___ TEXTO APRESENTADO

Por Adriana Kanzepolsky*
Ao comemorar os cem anos de Clarice Lispector, a Revista Nossa América lembra de outras escritoras da América Latina, como Sóror Juana, Gertrudis Gómez de Avellaneda e Victoria Ocampo
Talvez seja adequado começar com as seguintes perguntas: do que se fala quando se fala de literatura feminina? Quais são os pressupostos implícitos nessa expressão?
A expressão literatura feminina obviamente remete a um conjunto de textos escritos por mulheres, textos de autoria feminina. Mas, simultaneamente, essa expressão pressupõe uma parte da literatura que reivindica e merece sair de um espaço de sombras, de invisibilidade a que esteve condenada na literatura hispano-americana, escrita em castelhano ao sul do rio Bravo. Além disso, ao fazer o recorte de uma literatura feminina dentro do amplo universo da literatura, como em qualquer recorte, está se enfocando um sistema de diálogos e de buscas comuns, seja na forma, seja na temática – ou em ambas.
Embora a categoria literatura feminina já tenha sido formulada há algumas décadas, neste momento, e especificamente nos últimos anos, ela se associa ao que ficou conhecido como politicamente correto e aos novos feminismos contemporâneos. Feminismos cuja expressão conquista alta dose de visibilidade nas redes sociais e nas mídias mais tradicionais, como a televisão, com a circulação de textos acadêmicos ou ensaísticos, a proliferação de informações e imagens de protestos e manifestações.
Já que no contexto hispano-americano “o primeiro escritor” importante é a mexicana Sóror Juana Inés de la Cruz (século XVII), seria redutor falar de literatura escrita por mulheres como um corpus singular com características específicas. No entanto, considero que vale a pena destacar a diferença com a qual as escritoras hispano-americanas foram lidas durante a colônia, ou já durante a república, bem como o modo como as mulheres são lidas na segunda metade do século XX ou talvez um pouco mais tarde.
Refiro-me a uma leitura que, já de início, considera a figura de Sóror Juana “excepcional”, atribuindo-lhe “dons masculinos”. Esse tipo de leitura carrega e alimenta um olhar que, em muitas ocasiões, infantiliza as mulheres escritoras do século XIX e de boa parte do século XX. Mas há protocolos de leitura e avaliação que não leem as obras de escritoras como produtos “menores” nem as analisam com “condescendência” – embora esse campo também configure um espaço de conflitos e disputas de autoridade quanto à interpretação das obras, ora lidas como representações de uma “minoria”, ora lidas da perspectiva de gênero ou da perspectiva da crítica feminista. Esse olhar aflorou com outros contornos ao longo desses três séculos em que a posição das mulheres dentro da literatura e da sociedade se modificou radicalmente, antes de se afirmar no mundo contemporâneo como campo da crítica séria, não filiada ao mercado ou a modismos.
Talvez também caiba enfatizar que, apesar de querer juntar-se ao corpus geral da literatura hispano-americana e ambicionar o reconhecimento de seus pares masculinos, muitas escritoras criam relações intelectuais com outras artistas mulheres, em reconhecimento à qualidade intelectual traduzida, no passado e no presente, em grupos letrados exclusivamente femininos, na escrita de prólogos, cartas e, inclusive, artigos críticos. Penso, portanto, na importância de estarmos cientes das mudanças nos protocolos de leitura de textos escritos por mulheres, mudanças essas que ocorrem tanto entre leitores masculinos como femininos.

______

PROBLEMA A RESOLVER:
Dê continuidade ao texto sobre a literatura escrita por mulheres na América hispânica a partir do ponto em que ele termina.

___ DADOS FORNECIDOS

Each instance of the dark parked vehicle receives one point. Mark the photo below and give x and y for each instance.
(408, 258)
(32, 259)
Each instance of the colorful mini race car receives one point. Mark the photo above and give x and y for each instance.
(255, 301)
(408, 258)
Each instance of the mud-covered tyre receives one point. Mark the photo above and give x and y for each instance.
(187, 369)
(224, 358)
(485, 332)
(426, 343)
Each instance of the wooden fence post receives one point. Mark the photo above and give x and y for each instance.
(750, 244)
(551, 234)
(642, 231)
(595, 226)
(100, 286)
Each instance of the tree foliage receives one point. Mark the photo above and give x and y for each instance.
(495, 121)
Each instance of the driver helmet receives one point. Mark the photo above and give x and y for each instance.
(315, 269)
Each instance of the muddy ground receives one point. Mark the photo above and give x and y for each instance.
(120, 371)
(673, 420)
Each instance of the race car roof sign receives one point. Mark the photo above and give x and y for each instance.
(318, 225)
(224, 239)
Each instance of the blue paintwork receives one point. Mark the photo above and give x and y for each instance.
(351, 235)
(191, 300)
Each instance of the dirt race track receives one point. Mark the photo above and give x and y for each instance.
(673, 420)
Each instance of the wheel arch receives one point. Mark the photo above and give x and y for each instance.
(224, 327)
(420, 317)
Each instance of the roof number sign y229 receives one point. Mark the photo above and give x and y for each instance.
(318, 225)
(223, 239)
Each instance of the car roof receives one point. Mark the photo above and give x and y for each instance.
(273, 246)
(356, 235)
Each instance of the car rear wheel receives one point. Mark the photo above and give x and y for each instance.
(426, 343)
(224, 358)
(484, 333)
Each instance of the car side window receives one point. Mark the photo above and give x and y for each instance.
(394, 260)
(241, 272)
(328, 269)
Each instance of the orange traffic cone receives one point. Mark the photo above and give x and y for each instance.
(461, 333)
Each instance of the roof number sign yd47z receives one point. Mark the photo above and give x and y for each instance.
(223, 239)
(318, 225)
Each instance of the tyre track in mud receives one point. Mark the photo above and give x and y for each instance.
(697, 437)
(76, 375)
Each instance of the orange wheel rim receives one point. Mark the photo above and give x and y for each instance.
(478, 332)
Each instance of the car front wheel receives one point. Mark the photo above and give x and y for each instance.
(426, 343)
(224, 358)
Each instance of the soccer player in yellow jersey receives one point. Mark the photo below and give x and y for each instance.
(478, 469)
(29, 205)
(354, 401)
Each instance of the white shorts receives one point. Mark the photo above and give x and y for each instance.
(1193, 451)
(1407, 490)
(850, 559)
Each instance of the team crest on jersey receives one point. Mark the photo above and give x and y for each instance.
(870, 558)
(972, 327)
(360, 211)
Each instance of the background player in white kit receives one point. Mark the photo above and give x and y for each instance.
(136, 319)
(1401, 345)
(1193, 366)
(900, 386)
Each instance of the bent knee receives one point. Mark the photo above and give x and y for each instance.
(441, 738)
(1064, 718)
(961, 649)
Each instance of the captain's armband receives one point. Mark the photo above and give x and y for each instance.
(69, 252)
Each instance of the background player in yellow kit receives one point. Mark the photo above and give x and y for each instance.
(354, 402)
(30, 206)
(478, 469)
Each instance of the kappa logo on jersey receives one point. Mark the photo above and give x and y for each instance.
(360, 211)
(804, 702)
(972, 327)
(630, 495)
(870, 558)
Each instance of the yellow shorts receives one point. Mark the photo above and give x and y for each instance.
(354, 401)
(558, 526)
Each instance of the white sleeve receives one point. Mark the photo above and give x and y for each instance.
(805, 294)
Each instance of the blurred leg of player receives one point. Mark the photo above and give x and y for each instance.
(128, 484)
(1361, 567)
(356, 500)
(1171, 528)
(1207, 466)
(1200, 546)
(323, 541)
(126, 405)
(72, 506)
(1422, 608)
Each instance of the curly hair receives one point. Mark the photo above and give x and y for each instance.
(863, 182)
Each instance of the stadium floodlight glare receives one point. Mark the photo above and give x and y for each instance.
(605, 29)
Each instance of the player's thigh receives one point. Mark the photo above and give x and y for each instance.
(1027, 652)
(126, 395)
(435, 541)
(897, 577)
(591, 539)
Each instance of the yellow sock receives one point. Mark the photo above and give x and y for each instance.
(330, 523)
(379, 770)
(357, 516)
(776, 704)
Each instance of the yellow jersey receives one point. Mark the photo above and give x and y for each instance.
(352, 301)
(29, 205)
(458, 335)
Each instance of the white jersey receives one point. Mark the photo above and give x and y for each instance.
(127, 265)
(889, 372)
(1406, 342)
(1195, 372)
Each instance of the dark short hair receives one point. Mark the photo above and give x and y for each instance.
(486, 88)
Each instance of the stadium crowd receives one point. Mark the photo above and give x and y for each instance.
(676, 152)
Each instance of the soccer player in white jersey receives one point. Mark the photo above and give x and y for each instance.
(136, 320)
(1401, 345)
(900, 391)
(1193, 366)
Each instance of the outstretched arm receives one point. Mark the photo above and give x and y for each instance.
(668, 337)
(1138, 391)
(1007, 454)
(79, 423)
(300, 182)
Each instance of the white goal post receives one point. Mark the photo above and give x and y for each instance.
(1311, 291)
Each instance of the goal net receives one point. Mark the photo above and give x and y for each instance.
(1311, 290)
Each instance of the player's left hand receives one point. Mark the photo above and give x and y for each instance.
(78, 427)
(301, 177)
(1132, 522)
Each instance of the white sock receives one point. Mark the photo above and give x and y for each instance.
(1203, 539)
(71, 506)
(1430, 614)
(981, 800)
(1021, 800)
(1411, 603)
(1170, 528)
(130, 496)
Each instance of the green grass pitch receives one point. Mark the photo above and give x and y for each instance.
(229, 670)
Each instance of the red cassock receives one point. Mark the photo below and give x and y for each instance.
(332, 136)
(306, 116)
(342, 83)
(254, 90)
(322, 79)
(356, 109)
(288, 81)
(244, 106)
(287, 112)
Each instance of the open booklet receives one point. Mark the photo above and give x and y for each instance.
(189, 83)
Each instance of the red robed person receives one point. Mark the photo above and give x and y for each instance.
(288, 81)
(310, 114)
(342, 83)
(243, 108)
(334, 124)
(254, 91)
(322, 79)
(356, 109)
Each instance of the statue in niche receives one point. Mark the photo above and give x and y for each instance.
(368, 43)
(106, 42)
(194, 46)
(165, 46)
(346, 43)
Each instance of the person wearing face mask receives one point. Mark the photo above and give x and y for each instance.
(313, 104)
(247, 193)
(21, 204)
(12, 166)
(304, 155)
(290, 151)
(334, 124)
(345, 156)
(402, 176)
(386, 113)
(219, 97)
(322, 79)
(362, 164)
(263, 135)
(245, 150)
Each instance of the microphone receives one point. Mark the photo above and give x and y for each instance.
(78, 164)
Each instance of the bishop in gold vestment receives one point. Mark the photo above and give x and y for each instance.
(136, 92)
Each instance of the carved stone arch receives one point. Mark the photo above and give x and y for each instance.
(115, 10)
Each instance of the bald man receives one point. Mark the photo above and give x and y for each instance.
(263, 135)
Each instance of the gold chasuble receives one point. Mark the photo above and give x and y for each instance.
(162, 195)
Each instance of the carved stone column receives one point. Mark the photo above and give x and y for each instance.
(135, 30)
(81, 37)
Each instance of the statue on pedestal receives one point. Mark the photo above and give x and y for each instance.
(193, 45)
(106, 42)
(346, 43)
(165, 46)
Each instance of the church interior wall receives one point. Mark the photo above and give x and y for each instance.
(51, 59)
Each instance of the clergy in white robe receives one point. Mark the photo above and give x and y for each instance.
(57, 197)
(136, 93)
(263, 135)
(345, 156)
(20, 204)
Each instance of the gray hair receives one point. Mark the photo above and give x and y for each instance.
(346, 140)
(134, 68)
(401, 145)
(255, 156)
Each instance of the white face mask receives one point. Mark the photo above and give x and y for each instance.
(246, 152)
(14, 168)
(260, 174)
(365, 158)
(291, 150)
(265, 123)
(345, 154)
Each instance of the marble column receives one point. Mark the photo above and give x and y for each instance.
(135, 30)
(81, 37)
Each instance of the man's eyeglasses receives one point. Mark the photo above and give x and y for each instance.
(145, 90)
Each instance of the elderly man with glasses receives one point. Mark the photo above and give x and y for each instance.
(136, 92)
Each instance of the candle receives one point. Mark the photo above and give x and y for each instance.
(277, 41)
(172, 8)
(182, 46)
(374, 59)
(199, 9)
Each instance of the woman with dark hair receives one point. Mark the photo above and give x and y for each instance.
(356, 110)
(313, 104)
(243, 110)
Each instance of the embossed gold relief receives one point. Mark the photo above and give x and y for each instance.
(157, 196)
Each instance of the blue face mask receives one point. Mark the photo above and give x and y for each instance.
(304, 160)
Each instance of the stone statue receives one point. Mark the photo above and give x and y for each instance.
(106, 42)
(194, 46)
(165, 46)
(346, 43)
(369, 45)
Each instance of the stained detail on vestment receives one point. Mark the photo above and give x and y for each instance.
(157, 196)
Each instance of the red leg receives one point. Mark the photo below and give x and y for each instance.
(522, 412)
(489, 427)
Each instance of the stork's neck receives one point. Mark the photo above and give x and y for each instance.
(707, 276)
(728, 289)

______

RESPOSTA:
Comecemos pelo princípio. Sóror Juana Inés de la Cruz, freira mexicana da Ordem de São Jerônimo, nascida em 1648 e morta em 1695, é a figura mais importante das letras hispano-americanas no século XVII e ocupa lugar central na literatura do subcontinente, inclusive na contemporaneidade. Criolla e bastarda, com “total negação para o casamento”, segundo suas palavras, desde muito jovem esteve ligada à corte do vice-rei da Nova Espanha como dama de companhia da vice-rainha. Autodidata, acaba por tornar-se freira, já que considerava o convento como “o mais decente que poderia escolher em matéria de segurança que desejava para sua salvação” – ainda que as obrigações comunitárias desempenhadas pelos conventos na época pudessem dificultar sua relação silenciosa com os livros.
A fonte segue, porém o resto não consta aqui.